Set task
Repeat exactly, and only, the lines from the one containing "If you could locate the cyclist" through the end of the records.
⟨
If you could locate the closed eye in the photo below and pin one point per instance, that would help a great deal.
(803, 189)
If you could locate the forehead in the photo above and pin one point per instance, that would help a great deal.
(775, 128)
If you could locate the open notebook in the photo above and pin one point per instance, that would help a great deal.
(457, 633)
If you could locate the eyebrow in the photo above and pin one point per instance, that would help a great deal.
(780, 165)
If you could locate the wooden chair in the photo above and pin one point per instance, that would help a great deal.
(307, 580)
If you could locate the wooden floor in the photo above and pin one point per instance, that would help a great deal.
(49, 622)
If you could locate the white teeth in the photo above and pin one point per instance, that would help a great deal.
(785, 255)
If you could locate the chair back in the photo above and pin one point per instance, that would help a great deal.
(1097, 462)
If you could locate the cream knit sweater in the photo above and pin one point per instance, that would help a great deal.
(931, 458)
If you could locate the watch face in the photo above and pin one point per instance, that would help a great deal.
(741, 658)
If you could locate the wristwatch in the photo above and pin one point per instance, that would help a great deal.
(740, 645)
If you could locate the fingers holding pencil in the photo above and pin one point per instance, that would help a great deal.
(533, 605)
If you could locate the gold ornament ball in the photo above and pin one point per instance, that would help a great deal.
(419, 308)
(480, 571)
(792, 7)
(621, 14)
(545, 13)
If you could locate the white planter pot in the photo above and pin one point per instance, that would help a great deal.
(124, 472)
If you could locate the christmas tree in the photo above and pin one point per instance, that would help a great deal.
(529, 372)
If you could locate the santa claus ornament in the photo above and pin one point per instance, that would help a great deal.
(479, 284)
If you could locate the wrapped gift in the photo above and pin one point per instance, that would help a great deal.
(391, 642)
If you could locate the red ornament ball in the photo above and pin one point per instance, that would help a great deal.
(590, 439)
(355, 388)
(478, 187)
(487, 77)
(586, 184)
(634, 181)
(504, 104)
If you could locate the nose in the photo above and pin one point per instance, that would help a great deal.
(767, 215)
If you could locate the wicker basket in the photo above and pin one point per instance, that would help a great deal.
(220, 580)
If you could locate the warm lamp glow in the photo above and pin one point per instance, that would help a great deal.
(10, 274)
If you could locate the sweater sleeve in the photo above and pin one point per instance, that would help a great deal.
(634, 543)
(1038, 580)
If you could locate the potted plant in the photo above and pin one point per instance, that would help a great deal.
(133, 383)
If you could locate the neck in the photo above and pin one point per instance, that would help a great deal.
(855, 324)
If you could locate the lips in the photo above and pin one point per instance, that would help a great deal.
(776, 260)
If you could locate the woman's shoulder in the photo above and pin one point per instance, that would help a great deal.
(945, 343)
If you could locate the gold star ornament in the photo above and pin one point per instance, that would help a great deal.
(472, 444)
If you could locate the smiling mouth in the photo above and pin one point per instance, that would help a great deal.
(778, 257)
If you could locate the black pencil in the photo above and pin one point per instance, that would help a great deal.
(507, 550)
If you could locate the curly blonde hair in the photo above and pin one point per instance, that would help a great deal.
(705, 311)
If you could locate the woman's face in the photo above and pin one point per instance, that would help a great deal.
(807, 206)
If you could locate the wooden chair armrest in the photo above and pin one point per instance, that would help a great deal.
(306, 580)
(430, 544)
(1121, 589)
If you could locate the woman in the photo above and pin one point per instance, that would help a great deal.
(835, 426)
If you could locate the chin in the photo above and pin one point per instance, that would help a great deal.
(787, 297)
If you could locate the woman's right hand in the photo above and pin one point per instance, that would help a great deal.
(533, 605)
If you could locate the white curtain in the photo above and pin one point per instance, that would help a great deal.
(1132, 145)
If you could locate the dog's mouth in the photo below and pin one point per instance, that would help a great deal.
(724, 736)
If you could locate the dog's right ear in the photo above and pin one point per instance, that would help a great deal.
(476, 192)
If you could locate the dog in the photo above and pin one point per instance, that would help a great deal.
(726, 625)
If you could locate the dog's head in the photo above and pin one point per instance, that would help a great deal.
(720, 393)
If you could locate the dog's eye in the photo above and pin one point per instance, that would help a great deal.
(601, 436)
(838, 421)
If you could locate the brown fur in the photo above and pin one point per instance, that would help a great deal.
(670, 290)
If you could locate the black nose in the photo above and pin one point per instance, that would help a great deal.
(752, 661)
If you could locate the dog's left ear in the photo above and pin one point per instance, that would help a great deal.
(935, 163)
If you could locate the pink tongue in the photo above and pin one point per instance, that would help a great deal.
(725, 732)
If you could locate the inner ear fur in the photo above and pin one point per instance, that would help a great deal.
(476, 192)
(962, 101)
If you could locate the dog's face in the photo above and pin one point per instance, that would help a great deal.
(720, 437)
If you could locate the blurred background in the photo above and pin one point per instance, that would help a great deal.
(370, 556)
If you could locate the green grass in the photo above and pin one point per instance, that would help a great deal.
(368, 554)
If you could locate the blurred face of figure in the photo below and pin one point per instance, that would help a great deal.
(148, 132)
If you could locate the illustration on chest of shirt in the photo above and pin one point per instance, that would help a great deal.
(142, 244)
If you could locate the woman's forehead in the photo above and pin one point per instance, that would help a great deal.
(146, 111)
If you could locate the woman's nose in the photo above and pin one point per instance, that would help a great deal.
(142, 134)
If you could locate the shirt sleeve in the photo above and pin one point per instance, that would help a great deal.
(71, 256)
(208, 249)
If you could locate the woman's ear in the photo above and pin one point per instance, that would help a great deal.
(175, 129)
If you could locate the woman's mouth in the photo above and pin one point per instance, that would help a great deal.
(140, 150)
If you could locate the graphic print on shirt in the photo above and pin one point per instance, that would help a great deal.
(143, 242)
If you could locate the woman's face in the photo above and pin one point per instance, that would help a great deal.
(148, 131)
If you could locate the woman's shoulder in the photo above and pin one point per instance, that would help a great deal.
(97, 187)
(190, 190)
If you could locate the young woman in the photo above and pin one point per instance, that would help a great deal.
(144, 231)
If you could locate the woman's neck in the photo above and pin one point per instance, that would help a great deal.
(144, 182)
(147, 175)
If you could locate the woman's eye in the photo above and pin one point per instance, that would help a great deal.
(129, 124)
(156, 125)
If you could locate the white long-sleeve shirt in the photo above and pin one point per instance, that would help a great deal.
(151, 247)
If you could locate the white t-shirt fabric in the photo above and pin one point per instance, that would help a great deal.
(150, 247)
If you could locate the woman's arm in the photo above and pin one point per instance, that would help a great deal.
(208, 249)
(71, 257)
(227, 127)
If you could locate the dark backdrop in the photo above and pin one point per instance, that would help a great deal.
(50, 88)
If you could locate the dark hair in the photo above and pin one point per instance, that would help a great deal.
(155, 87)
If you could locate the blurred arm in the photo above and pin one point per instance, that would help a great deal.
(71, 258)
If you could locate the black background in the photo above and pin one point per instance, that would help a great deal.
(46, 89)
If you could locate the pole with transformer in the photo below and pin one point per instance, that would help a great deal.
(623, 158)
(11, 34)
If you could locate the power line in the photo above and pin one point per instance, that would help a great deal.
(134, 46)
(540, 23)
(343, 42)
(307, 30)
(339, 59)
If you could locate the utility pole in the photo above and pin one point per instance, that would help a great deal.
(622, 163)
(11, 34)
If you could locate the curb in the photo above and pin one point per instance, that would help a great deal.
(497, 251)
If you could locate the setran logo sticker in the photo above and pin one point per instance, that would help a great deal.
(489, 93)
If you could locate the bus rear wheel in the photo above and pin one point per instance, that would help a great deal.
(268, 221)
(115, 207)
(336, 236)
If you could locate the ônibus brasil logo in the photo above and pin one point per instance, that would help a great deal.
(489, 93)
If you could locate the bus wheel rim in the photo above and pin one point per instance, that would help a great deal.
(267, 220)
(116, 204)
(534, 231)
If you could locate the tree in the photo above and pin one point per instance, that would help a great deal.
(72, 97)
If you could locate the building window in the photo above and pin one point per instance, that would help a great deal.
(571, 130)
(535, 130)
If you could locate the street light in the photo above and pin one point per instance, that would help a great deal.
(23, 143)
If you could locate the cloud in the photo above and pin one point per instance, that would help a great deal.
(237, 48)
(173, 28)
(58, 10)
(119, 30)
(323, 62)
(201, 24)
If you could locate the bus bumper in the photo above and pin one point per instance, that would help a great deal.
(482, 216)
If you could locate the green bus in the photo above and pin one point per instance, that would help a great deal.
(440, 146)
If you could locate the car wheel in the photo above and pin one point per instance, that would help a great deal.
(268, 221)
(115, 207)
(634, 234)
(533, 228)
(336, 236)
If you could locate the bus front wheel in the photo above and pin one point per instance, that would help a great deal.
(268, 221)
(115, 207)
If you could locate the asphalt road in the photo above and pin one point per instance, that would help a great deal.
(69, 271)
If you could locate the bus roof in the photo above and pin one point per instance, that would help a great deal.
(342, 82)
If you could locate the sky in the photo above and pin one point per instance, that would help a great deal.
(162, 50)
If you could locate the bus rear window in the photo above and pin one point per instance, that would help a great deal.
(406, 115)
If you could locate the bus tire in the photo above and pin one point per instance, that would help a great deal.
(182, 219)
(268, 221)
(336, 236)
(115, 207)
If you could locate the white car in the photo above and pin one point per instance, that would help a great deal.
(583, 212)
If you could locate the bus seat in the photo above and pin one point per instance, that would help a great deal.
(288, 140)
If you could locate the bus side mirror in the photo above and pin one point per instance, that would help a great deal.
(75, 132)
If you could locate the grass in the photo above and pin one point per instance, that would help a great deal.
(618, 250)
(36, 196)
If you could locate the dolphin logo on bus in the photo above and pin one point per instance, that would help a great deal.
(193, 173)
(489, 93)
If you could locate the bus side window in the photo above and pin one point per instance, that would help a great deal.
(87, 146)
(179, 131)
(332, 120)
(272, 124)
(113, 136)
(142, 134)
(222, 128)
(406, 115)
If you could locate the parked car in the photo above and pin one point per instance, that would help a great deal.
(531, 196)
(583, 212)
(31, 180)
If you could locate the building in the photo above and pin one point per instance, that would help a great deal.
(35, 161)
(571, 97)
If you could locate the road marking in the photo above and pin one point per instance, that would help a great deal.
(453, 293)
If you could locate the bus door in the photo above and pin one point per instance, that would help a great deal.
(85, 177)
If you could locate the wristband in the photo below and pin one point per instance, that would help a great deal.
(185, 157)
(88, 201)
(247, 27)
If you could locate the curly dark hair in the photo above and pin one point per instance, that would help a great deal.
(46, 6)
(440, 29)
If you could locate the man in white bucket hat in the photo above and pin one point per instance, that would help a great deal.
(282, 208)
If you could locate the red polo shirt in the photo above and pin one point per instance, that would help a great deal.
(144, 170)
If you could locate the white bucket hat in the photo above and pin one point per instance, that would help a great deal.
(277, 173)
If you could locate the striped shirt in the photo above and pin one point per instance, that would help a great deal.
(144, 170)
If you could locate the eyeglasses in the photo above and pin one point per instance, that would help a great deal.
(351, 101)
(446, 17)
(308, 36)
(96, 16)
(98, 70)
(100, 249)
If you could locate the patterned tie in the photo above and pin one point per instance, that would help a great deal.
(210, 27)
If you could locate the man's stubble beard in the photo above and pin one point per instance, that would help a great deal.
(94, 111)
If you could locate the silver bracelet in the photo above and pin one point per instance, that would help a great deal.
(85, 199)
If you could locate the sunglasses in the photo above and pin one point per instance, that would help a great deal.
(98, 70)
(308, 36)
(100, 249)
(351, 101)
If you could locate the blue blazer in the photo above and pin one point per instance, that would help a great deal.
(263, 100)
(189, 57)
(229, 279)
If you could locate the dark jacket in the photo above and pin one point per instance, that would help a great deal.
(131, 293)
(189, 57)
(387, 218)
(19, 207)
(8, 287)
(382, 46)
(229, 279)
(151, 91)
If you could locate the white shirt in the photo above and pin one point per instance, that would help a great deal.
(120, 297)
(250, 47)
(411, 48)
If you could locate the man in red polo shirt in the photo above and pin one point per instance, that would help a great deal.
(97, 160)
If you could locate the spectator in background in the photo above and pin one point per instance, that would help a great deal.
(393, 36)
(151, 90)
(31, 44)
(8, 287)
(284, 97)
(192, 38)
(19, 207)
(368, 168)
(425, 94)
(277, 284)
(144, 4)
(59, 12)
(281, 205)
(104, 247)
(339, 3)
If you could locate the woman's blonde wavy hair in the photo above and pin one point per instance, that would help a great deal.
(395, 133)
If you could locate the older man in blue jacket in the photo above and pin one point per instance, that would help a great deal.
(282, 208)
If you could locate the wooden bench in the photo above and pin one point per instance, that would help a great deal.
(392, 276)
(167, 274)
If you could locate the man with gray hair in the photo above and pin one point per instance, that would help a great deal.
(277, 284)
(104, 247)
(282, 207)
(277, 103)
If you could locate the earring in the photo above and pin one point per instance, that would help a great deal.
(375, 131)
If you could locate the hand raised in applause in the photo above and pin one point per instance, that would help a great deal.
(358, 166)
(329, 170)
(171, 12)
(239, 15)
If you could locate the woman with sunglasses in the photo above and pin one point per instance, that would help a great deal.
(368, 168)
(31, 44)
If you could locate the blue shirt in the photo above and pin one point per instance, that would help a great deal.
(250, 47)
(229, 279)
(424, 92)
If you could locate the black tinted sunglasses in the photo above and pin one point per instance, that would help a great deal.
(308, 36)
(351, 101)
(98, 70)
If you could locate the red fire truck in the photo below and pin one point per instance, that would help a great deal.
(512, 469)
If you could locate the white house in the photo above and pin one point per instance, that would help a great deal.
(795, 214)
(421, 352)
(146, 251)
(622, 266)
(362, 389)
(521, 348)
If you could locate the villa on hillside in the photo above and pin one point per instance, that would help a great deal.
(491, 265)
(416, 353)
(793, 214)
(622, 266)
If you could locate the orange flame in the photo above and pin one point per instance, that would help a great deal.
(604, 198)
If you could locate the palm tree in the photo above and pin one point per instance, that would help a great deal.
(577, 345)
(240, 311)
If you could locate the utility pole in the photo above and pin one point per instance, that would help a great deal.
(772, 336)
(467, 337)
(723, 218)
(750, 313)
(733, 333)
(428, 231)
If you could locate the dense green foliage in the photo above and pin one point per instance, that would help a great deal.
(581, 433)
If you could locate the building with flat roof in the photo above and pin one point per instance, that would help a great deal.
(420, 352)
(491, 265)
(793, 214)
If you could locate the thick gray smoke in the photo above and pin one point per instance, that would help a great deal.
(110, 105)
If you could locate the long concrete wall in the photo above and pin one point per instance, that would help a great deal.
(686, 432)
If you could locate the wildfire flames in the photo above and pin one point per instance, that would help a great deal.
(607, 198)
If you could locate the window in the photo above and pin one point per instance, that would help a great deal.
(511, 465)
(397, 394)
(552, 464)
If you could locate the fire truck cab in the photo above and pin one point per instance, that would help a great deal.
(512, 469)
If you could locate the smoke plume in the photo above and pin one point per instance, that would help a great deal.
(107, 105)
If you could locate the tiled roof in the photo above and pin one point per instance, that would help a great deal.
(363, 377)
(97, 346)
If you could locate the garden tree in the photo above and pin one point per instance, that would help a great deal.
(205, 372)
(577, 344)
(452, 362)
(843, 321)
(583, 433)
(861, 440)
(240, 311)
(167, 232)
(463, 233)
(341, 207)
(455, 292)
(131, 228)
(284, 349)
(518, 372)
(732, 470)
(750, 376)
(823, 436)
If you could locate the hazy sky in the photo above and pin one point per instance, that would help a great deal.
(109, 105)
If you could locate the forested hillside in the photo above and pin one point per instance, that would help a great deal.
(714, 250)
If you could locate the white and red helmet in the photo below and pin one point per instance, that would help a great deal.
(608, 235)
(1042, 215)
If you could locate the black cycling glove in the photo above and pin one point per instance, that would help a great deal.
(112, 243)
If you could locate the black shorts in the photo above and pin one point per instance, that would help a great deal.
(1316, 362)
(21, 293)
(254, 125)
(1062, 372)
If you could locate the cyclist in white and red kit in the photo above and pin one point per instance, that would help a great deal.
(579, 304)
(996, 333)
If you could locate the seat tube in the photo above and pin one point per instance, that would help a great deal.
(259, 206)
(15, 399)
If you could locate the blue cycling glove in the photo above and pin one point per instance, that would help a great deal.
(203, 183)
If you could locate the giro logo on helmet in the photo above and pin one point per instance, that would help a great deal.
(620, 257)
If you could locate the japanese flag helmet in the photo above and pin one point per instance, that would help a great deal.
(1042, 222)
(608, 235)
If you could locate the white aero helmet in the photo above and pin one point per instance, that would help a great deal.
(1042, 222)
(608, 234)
⟩
Correct answer
If you could locate the cyclist in white and red kit in the photo above and pin one point per instance, that would help a great deal.
(579, 304)
(996, 333)
If you could locate the seat tube in the photo above and pin one point per instance, that would help a great deal.
(259, 206)
(15, 399)
If you could locate the blue cycling glove in the photo above and pin one point per instance, that would help a great deal.
(203, 183)
If you could locate the giro logo on helmet in the photo above and pin one point per instance, that would help a great deal.
(620, 257)
If you could locate the japanese flag helmet in the photo above and pin one point per instance, that would help a great deal.
(1042, 222)
(608, 235)
If you could locate the white aero helmet in the photo above and pin one point per instance, that would help a great deal.
(1042, 222)
(608, 234)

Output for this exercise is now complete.